(Extracted data entries)
____

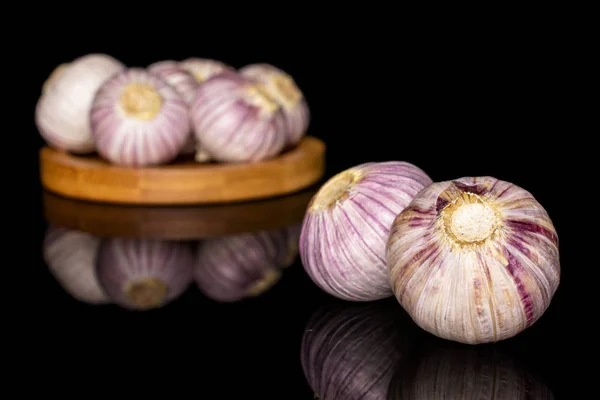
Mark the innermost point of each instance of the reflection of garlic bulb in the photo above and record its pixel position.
(465, 373)
(474, 260)
(71, 257)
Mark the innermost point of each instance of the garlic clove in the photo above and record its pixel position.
(71, 257)
(62, 111)
(474, 260)
(143, 274)
(282, 87)
(346, 227)
(138, 119)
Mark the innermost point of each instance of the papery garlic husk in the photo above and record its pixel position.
(236, 267)
(138, 119)
(71, 258)
(346, 227)
(445, 372)
(62, 113)
(185, 84)
(236, 121)
(143, 274)
(282, 87)
(350, 351)
(474, 260)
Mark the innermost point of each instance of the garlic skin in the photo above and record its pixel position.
(184, 83)
(204, 68)
(62, 113)
(71, 258)
(236, 267)
(138, 119)
(143, 274)
(474, 260)
(236, 121)
(282, 87)
(346, 227)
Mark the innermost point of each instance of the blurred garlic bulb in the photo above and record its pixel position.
(346, 227)
(71, 258)
(350, 351)
(62, 113)
(235, 267)
(466, 373)
(138, 119)
(236, 121)
(282, 87)
(203, 68)
(142, 274)
(474, 260)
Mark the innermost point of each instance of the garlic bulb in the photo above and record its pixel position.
(141, 274)
(203, 68)
(71, 258)
(282, 87)
(474, 260)
(185, 84)
(235, 267)
(236, 121)
(466, 373)
(346, 227)
(62, 113)
(351, 351)
(138, 119)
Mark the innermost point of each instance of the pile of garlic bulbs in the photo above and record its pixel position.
(140, 117)
(473, 260)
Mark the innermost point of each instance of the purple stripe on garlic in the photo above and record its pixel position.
(71, 258)
(236, 121)
(138, 119)
(282, 87)
(346, 227)
(62, 111)
(232, 268)
(142, 274)
(474, 260)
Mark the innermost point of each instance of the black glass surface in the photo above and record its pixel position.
(284, 338)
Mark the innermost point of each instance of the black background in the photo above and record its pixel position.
(455, 105)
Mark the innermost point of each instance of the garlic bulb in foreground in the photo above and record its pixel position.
(350, 351)
(138, 119)
(141, 274)
(184, 83)
(346, 227)
(235, 267)
(474, 260)
(466, 373)
(282, 87)
(203, 68)
(62, 113)
(236, 121)
(71, 258)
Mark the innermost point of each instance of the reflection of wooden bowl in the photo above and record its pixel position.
(183, 182)
(177, 222)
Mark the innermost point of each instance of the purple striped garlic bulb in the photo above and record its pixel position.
(474, 260)
(350, 351)
(235, 120)
(282, 87)
(62, 113)
(184, 83)
(232, 268)
(142, 274)
(346, 227)
(71, 258)
(138, 119)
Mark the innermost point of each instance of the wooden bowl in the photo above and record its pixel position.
(184, 181)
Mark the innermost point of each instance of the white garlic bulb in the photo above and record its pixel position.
(63, 111)
(474, 260)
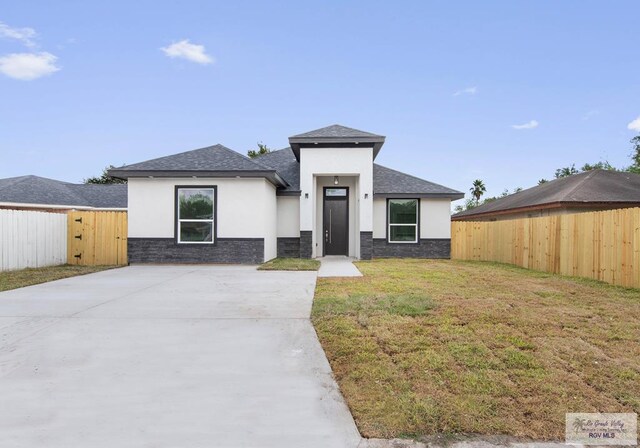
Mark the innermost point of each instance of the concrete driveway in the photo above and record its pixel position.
(167, 356)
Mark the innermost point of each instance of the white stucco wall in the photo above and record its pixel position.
(342, 162)
(288, 216)
(270, 219)
(246, 208)
(435, 218)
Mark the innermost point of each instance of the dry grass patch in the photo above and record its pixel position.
(422, 347)
(33, 276)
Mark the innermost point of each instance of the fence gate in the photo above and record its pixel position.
(97, 238)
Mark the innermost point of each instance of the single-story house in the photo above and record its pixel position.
(323, 195)
(584, 192)
(40, 193)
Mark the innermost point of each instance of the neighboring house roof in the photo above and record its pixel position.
(212, 161)
(43, 191)
(386, 182)
(588, 189)
(330, 135)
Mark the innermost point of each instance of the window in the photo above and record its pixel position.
(403, 220)
(195, 214)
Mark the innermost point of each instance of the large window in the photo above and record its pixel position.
(403, 220)
(195, 214)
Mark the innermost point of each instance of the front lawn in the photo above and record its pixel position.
(430, 347)
(290, 264)
(33, 276)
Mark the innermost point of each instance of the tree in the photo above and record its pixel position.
(477, 190)
(104, 178)
(566, 171)
(262, 149)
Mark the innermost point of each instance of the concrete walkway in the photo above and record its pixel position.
(168, 356)
(337, 266)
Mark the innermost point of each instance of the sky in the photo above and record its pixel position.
(502, 91)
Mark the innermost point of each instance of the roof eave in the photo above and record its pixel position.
(270, 175)
(288, 193)
(452, 196)
(296, 143)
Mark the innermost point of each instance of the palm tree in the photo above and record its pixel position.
(478, 190)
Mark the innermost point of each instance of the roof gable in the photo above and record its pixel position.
(41, 190)
(336, 131)
(211, 158)
(392, 183)
(597, 186)
(336, 136)
(212, 161)
(386, 182)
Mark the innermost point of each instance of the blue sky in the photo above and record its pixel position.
(445, 81)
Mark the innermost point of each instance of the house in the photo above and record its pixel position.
(584, 192)
(323, 195)
(41, 193)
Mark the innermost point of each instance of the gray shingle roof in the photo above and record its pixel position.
(211, 158)
(386, 182)
(586, 188)
(212, 161)
(285, 163)
(336, 136)
(40, 190)
(336, 131)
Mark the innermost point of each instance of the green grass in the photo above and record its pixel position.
(33, 276)
(431, 347)
(290, 264)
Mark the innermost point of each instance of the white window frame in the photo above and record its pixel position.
(179, 221)
(416, 225)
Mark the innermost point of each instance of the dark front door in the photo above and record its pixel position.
(336, 221)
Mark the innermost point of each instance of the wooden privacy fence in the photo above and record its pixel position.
(600, 245)
(97, 238)
(32, 239)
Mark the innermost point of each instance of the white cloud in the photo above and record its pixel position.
(634, 125)
(531, 125)
(28, 66)
(25, 35)
(186, 50)
(468, 91)
(590, 114)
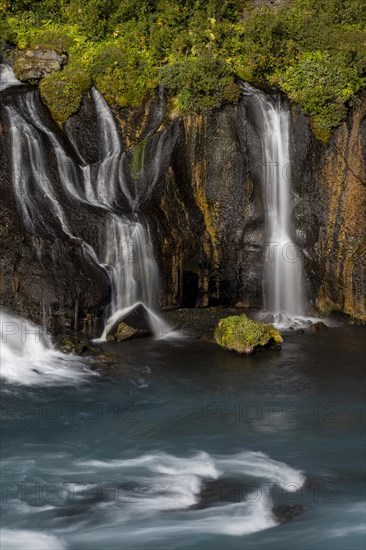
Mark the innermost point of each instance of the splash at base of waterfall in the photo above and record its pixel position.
(28, 357)
(159, 327)
(284, 321)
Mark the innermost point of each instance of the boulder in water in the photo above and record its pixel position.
(241, 334)
(125, 332)
(36, 63)
(219, 491)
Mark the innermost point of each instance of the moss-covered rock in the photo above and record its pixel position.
(63, 92)
(241, 334)
(125, 332)
(36, 63)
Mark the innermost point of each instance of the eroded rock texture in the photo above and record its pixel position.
(199, 185)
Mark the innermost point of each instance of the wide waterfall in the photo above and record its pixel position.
(283, 268)
(125, 247)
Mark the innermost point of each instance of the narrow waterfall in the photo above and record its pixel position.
(126, 249)
(283, 268)
(7, 77)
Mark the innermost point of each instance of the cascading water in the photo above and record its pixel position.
(283, 268)
(7, 77)
(126, 249)
(29, 358)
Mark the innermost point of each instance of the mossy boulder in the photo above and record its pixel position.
(36, 63)
(125, 332)
(241, 334)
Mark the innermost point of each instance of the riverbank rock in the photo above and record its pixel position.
(124, 332)
(241, 334)
(34, 64)
(319, 326)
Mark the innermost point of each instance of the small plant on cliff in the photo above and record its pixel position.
(241, 334)
(314, 50)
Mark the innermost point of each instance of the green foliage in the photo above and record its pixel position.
(241, 334)
(200, 83)
(63, 92)
(314, 50)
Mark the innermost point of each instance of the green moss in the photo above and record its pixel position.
(241, 334)
(138, 159)
(63, 92)
(198, 49)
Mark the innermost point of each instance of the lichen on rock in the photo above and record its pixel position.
(241, 334)
(36, 63)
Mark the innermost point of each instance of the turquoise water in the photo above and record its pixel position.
(116, 460)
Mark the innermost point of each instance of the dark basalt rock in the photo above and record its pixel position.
(319, 326)
(204, 210)
(136, 318)
(220, 491)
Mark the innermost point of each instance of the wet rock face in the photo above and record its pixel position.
(204, 211)
(36, 63)
(330, 209)
(48, 277)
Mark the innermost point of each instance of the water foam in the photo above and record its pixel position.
(14, 539)
(29, 358)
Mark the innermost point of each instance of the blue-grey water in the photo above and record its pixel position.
(115, 460)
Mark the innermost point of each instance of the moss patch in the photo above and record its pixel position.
(241, 334)
(63, 92)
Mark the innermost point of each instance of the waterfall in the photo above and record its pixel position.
(283, 268)
(29, 358)
(126, 249)
(7, 77)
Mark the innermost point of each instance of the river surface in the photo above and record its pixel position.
(116, 460)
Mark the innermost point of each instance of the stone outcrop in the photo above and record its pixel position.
(204, 210)
(36, 63)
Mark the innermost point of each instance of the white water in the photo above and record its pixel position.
(174, 483)
(28, 357)
(7, 77)
(134, 272)
(283, 267)
(126, 248)
(16, 539)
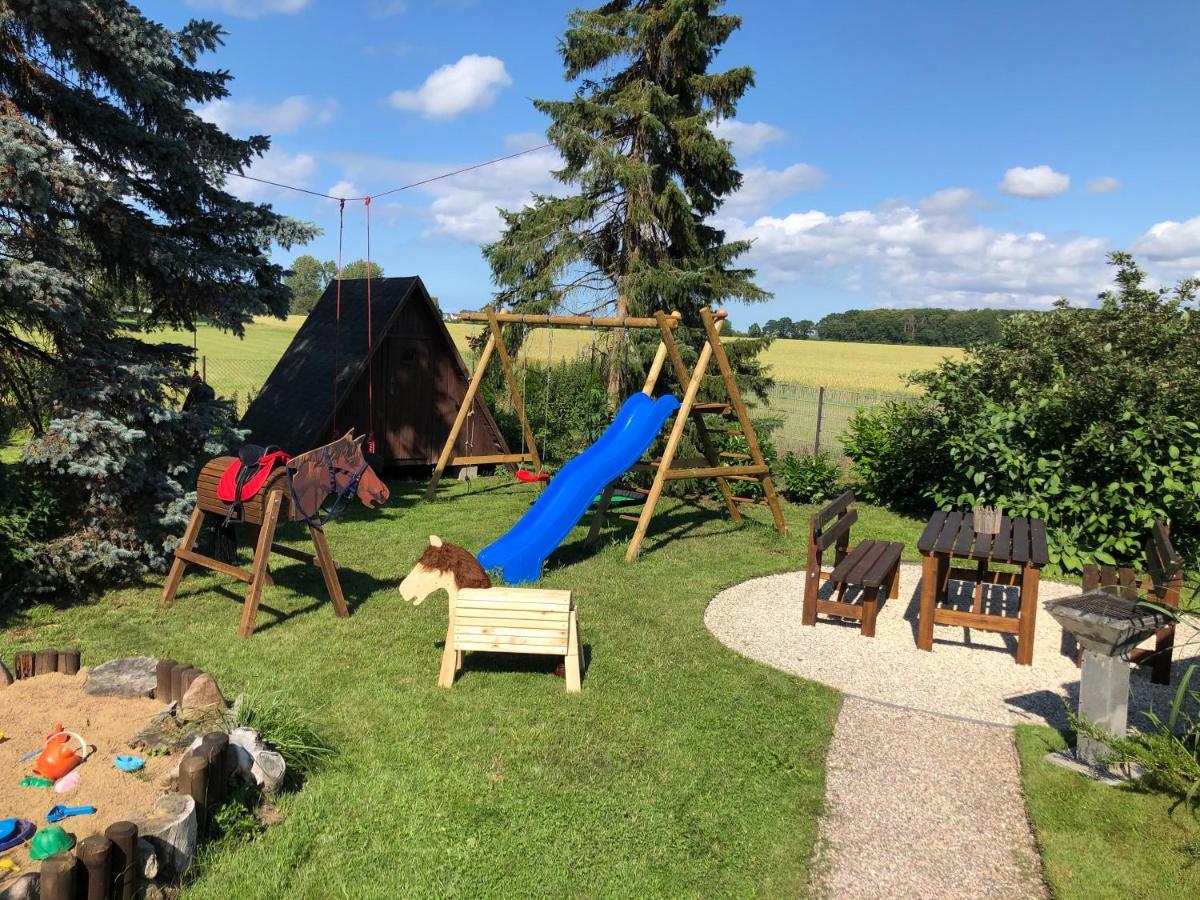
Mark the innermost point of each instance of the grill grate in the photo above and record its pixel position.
(1102, 604)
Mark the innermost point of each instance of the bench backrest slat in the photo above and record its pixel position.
(513, 619)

____

[To do]
Only the lines from the one containing "Mark the innermost point of each instance of the small" through the last line of the data may appear in the answer, each given again exactly and with pictures left out.

[Reply]
Mark the innermost point of each instance of the small plant on cliff in the photo above and record its pixel position.
(241, 334)
(314, 50)
Mark the innermost point of each instance of the green foliage in the photo above and record its pixel position.
(241, 334)
(200, 83)
(63, 92)
(314, 50)
Mark the innermost point of each instance of the green moss in the photo above and record its pixel position.
(241, 334)
(138, 159)
(63, 92)
(198, 49)
Mark the innermost point of each instance of the lichen on rock in the photo above and record its pixel position.
(241, 334)
(36, 63)
Mark the innermost point of each instance of the turquoise water in the photo above and record its pixel position.
(116, 460)
Mark the innermost point of each instance of the dark basalt rock in the photo above and record its pixel position.
(319, 326)
(204, 210)
(136, 318)
(220, 491)
Mark the innermost point of each instance of the wet rock face in the photo above and record its pixel position.
(204, 211)
(36, 63)
(330, 209)
(48, 277)
Mark the innermost point of each instance of the water foam in the photo above and record its pixel position.
(14, 539)
(29, 358)
Mark the innermost point of each instance of the blue-grey water in the photo above and record its pixel position.
(115, 460)
Mark the innermost point of each instance of the moss patch in the photo above and record its pixel position.
(241, 334)
(63, 92)
Mark the innermost point of each instance of the waterfall in the photo above and record its pixel position.
(283, 268)
(29, 358)
(126, 249)
(7, 77)
Mark the innermost point of each instance of the river surface in the photo above and record its pixel position.
(116, 460)
Mark the innermost point of each instance of the stone outcrop in the photo above and record its pixel position.
(204, 210)
(36, 63)
Mark the innermost point of each instance of the white water in the photo above and record its pixel position.
(174, 483)
(28, 357)
(7, 77)
(134, 272)
(283, 267)
(126, 248)
(16, 539)
Mark the innermost point of each instance of the grill grate in the photo above and record its pixel position.
(1102, 604)
Mark the innermost point of each instance of the bench backrest slat in the photo above and record its pixel position.
(513, 619)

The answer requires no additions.